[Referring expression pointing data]
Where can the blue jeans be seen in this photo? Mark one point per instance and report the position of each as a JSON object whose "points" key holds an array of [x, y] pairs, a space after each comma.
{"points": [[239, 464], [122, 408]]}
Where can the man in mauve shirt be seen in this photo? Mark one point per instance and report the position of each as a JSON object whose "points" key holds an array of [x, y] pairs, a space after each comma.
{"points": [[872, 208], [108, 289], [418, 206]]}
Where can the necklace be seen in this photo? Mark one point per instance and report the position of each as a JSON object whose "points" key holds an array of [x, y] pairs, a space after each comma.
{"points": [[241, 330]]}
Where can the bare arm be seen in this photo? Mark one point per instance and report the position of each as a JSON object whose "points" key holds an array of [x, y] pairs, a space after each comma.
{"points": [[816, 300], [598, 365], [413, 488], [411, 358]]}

WORK INSTRUCTION
Nothing is to be left out; reproduce each record exactly.

RESPONSE BOX
Where can the blue jeans be seen in this photo? Mark one point per instance and report the position of each as a JSON object whose "points" key holds an array of [x, y] pairs, a space after each comma.
{"points": [[239, 464], [122, 408]]}
Where can the man in mauve shirt be seen in this photo? Mark one point per instance and report the position of each as a JSON object whose "points" key holds an array of [x, y] pairs, a space after each comma.
{"points": [[872, 208], [108, 289], [418, 206]]}
Where can the necklace be seen in this photo? Mark one point per instance and report the position of each as a JSON object whose "points" key holds an array of [x, y] pairs, a space after each comma.
{"points": [[241, 330]]}
Where can the bare arm be seen in this photo? Mark one point per instance and report the position of each as a JSON object whose "points" key holds an array of [x, y] pairs, a space after each comma.
{"points": [[816, 300], [598, 365], [413, 488], [411, 358]]}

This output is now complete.